My name is Atom Yang, and I write romance. How I came to write romance took a lot of heartbreak, time, and eventually meeting the man of my dreams (just like in those novels).

Cross-cultural and interracial dating isn’t easy for Asian men, especially in the West. The standards of male beauty differ, and in the East, men are prized for appearing scholarly and refined (even androgynous), with lithe bodies, a sensitive demeanor, and high intelligence. This may also be one of the reasons why Western media perpetuates the stereotype of the sexless Asian male. What it means to be a man in the West today—athletic and rugged, with muscular bodies, stoic and individualistic—is essentially the polar opposite of Eastern ideals of masculinity. It’s no wonder that Asian guys get little game outside of the home court—would you want a ballet dancer to be your offensive lineman?

Years of hearing or reading Sorry, I’m not into Asians or No Asians, fats, or femmes or I love Asians took its toll on my self-esteem, to the point where if the proverbial mirror didn’t crack with my obvious unattractiveness or sole value as a fetish, I’d smash it myself to make it true. This is one of the worst heartbreaks a person can experience: to fall out of love with who they are, and to lose faith in their own beauty and worthiness.

That said, stories about rejection and loneliness all have the potential to be an ugly duckling story, but not the kind where a makeover and montage scene solves the protagonist’s problems and brings the love interest around, because this isn’t about how I changed myself with blue contact lenses and bleached hair and suddenly all the white boys who had said Not racist, just my preference decided that I was acceptable. No, this is the real ugly duckling story, and it’s about becoming who you are, leaving behind those who do not appreciate you, and finding those who do.

Over time and in my travels, I came to realize that people other than those in my hometown found me attractive and unique. My ethnicity makes up a part of who I am, and I would hope that it does because it’s an aspect of my identity that informs both my perspective and my experiences in life—things I need my partner to want to understand.

After two decades, a couple of long term relationships, and longer dating dry spells due to prejudice and my location, I finally met my future partner (he’s of German, Irish, and English descent) online, and he lived four hours away. According to those inscrutable algorithms, we were a 99% match, which I think is math for “soul mate.” I admit it’s been uncannily accurate, but to be clear, we were not matched merely based on our interests—we were also matched according to how we express love, support, and understanding for our partners. The only thing the site couldn’t figure out is if there’d be physical chemistry.

We met in person after chatting for two weeks (I read research about online dating and knew it was important to meet early to prevent unrealistic expectations and to allow the relationship to develop). We had seen each other’s pictures and had expressed initial attraction, but a picture is nothing compared to real life. Our first date would be at a geographical midpoint. I arrived first, and spent time trembling with nervous energy hoping we would feel the same in person as we did on the phone, and then he arrived a few minutes later. It was love at first sight for both of us.

Saved entries

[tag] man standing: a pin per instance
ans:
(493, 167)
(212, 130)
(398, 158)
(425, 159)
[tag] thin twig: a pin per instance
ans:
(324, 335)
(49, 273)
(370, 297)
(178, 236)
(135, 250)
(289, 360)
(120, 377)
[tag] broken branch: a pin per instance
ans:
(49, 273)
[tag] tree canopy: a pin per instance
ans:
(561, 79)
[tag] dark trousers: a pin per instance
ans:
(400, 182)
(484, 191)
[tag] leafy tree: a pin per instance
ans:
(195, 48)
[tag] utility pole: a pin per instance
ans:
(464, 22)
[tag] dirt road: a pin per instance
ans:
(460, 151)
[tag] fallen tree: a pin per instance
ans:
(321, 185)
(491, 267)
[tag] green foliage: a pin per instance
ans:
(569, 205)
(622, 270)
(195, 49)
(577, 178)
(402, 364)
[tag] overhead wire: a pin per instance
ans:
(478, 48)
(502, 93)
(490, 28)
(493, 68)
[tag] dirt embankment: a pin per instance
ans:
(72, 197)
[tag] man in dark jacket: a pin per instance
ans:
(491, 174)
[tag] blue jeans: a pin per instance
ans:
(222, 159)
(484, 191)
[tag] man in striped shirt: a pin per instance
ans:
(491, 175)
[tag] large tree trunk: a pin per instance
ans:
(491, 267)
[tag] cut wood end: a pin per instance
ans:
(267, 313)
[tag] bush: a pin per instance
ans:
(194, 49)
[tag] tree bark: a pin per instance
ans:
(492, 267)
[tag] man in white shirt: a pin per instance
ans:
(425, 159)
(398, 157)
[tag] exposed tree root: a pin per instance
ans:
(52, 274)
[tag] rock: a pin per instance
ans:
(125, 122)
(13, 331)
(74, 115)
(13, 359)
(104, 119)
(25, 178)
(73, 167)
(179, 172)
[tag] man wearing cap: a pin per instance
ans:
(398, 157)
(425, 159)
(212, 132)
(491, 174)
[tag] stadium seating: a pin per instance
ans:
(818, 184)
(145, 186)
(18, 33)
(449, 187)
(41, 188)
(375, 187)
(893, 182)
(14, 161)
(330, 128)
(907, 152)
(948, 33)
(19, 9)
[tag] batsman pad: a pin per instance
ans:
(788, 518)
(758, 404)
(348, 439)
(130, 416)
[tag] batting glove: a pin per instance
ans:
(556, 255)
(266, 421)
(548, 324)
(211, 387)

Description of the task>
Transcribe the dating essay's text between "Cross-cultural and interracial" and "your offensive lineman?", inclusive.

Correct response>
Cross-cultural and interracial dating isn’t easy for Asian men, especially in the West. The standards of male beauty differ, and in the East, men are prized for appearing scholarly and refined (even androgynous), with lithe bodies, a sensitive demeanor, and high intelligence. This may also be one of the reasons why Western media perpetuates the stereotype of the sexless Asian male. What it means to be a man in the West today—athletic and rugged, with muscular bodies, stoic and individualistic—is essentially the polar opposite of Eastern ideals of masculinity. It’s no wonder that Asian guys get little game outside of the home court—would you want a ballet dancer to be your offensive lineman?